Excerpts of bounding box data:
::::

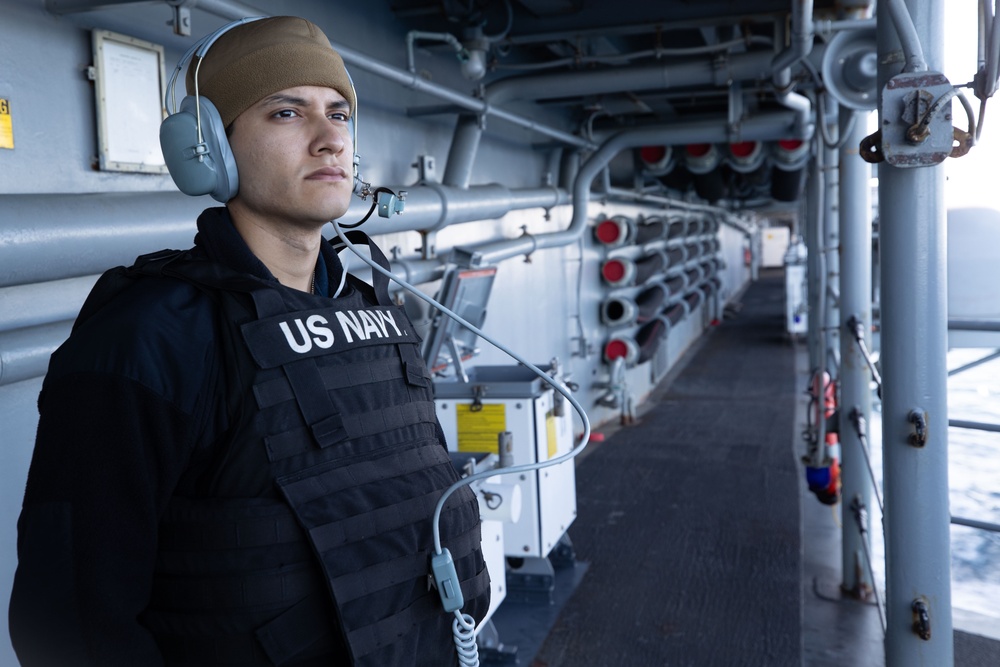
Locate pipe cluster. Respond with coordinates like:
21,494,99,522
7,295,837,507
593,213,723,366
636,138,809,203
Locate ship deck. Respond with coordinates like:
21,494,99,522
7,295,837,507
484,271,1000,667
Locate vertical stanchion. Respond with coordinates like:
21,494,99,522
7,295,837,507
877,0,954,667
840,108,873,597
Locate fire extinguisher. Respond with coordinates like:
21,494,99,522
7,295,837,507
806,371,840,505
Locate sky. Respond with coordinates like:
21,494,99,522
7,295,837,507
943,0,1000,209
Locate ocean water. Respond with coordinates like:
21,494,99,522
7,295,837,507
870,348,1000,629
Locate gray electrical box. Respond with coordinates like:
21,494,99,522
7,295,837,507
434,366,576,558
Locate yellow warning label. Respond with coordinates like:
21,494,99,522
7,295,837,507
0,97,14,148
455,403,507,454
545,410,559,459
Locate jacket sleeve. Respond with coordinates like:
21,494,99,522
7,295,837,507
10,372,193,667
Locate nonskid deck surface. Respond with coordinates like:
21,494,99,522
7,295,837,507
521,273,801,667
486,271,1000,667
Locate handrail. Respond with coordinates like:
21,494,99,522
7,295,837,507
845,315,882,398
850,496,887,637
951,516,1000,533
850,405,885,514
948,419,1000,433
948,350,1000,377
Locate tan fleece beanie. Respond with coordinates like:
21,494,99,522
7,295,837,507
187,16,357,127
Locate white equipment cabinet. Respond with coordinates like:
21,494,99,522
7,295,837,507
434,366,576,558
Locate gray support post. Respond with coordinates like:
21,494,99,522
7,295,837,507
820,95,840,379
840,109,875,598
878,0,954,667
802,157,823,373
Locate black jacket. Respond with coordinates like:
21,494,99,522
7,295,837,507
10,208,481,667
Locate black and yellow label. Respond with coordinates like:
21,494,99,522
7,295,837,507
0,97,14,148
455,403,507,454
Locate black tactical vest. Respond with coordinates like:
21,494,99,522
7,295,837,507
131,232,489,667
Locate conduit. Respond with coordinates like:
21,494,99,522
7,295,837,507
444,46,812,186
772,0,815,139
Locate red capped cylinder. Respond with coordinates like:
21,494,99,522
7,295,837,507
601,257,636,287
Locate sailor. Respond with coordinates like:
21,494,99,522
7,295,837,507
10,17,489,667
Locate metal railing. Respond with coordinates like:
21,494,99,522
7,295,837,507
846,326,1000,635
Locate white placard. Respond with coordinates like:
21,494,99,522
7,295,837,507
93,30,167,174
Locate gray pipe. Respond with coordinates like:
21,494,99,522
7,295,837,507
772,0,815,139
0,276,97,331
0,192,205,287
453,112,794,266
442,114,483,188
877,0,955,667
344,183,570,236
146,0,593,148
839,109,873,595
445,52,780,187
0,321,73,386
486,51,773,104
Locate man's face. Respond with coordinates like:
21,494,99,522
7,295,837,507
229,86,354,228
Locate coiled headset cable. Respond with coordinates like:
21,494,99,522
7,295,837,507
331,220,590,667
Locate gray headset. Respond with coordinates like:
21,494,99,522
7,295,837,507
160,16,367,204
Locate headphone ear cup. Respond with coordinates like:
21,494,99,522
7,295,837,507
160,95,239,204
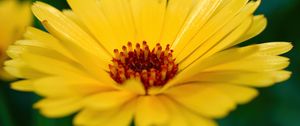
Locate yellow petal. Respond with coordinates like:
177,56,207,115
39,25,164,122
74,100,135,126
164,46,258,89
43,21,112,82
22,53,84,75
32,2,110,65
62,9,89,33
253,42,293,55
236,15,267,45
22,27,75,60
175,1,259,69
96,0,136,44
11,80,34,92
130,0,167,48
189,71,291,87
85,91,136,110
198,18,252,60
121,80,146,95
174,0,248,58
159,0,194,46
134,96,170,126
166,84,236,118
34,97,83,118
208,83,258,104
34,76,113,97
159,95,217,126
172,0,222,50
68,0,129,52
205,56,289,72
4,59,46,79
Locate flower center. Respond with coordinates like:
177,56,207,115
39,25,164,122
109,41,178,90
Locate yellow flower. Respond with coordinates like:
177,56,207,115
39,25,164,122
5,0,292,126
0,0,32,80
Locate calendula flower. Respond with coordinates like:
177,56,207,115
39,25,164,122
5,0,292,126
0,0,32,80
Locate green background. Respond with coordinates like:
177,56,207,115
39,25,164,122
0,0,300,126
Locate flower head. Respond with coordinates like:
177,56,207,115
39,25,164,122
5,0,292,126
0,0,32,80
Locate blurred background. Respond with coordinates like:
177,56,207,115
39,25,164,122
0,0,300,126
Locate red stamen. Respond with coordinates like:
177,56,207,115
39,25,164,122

::::

Exercise instructions:
Transcribe every line of the listing above word for word, leaving out the pictures.

Answer to the task:
Locate pipe cluster. Respond with coordinates like:
21,494,99,522
7,295,837,507
593,213,723,366
636,138,809,203
Locate ship deck. Respond with coordinates like:
21,494,99,522
7,295,837,507
484,271,1000,667
Locate vertical stanchion. Respond with coordinates like:
21,494,99,522
7,295,837,507
877,0,954,667
840,108,873,597
Locate fire extinguisher. Respond with coordinates like:
21,494,99,522
7,295,837,507
806,371,840,505
Locate sky. Respond with coordinates like:
21,494,99,522
7,295,837,507
943,0,1000,209
Locate ocean water. Respond with coordinates like:
21,494,99,522
7,295,837,507
870,348,1000,629
Locate gray electrical box. Respond with coordinates like:
21,494,99,522
7,295,837,507
434,366,576,558
Locate yellow warning label. Respond with coordinates like:
21,494,99,522
7,295,837,507
0,97,14,148
455,403,507,454
545,410,559,459
Locate jacket sleeve. Respond with coordinates like:
21,494,99,522
7,295,837,507
10,372,193,667
Locate nonskid deck surface. Respond with coordinates like:
21,494,99,522
7,295,837,507
521,273,801,667
486,271,1000,667
Locate handrail. Respond with coordinates like:
21,494,99,522
7,295,837,507
845,315,882,398
850,496,887,637
951,516,1000,533
850,405,885,514
948,419,1000,433
948,350,1000,377
Locate tan fleece beanie. Respond with coordinates like:
21,494,99,522
7,295,837,507
187,16,357,127
Locate white equipment cabinet. Respond with coordinates like:
21,494,99,522
7,295,837,507
434,366,576,558
Locate gray support post. Respond with coordinates like:
21,494,99,522
7,295,837,507
820,95,840,379
840,109,875,598
878,0,954,667
802,157,823,373
Locate black jacket. Respond with coordinates like:
21,494,99,522
7,295,837,507
10,208,481,667
Locate black and yellow label. Respond with coordinates like:
21,494,99,522
7,295,837,507
0,97,14,148
455,403,507,454
Locate black tactical vest. Respond with coordinates like:
21,494,99,522
7,295,837,507
131,232,489,667
Locate conduit. Respond with coordinates like:
21,494,99,522
7,295,837,507
444,46,812,186
772,0,815,139
Locate red capped cylinder. Respond with coordinates like:
21,494,99,522
7,295,837,507
601,257,636,287
Locate sailor. Respond with coordinates like:
21,494,99,522
7,295,837,507
10,17,489,667
Locate metal railing. Respond with coordinates like:
21,494,99,522
7,295,837,507
846,326,1000,635
Locate white placard. Respond with coordinates like:
21,494,99,522
7,295,837,507
93,30,167,174
Locate gray pipe. Respond with coordinates like:
21,494,99,522
7,295,837,507
772,0,815,139
0,276,97,331
0,192,205,287
453,112,794,266
442,114,483,188
877,0,955,667
344,183,570,236
146,0,593,148
839,109,873,595
445,52,780,187
0,321,73,386
486,51,773,104
Locate man's face. Respond with coordinates like:
21,494,99,522
7,295,837,507
229,86,354,228
Locate coiled headset cable. Respond with coordinates like:
21,494,99,522
7,295,837,507
331,220,590,667
Locate gray headset. Respond with coordinates like:
21,494,99,522
7,295,837,507
160,16,367,204
Locate headphone ear cup. Respond with coordinates like:
21,494,99,522
7,295,837,507
160,95,239,204
Locate yellow petal. Respond with coordinates like:
177,56,207,115
39,25,164,122
74,100,135,126
164,46,258,89
43,21,112,82
22,53,84,75
32,2,110,65
62,9,89,33
253,42,293,55
236,15,267,45
22,27,75,60
175,1,259,69
96,0,136,44
11,80,34,92
130,0,167,48
189,71,291,87
85,91,136,110
198,18,252,60
121,80,146,95
174,0,248,58
159,0,194,46
134,96,170,126
166,84,236,118
34,97,83,118
208,83,258,104
34,76,113,97
159,95,217,126
172,0,222,50
68,0,129,52
205,56,289,72
4,59,46,79
Locate flower center. Respond with coordinates like:
177,56,207,115
39,25,164,122
109,41,178,90
Locate yellow flower. Respond with coordinates like:
177,56,207,115
39,25,164,122
5,0,292,126
0,0,32,80
Locate calendula flower. Respond with coordinates like:
177,56,207,115
39,25,164,122
5,0,292,126
0,0,32,80
Locate green background. Respond with coordinates like:
177,56,207,115
39,25,164,122
0,0,300,126
Locate flower head. Respond with coordinates like:
177,56,207,115
39,25,164,122
5,0,292,126
0,0,32,80
Locate blurred background. Respond with coordinates like:
177,56,207,115
39,25,164,122
0,0,300,126
Locate red stamen. Respond with coordinates like:
177,56,207,115
39,25,164,122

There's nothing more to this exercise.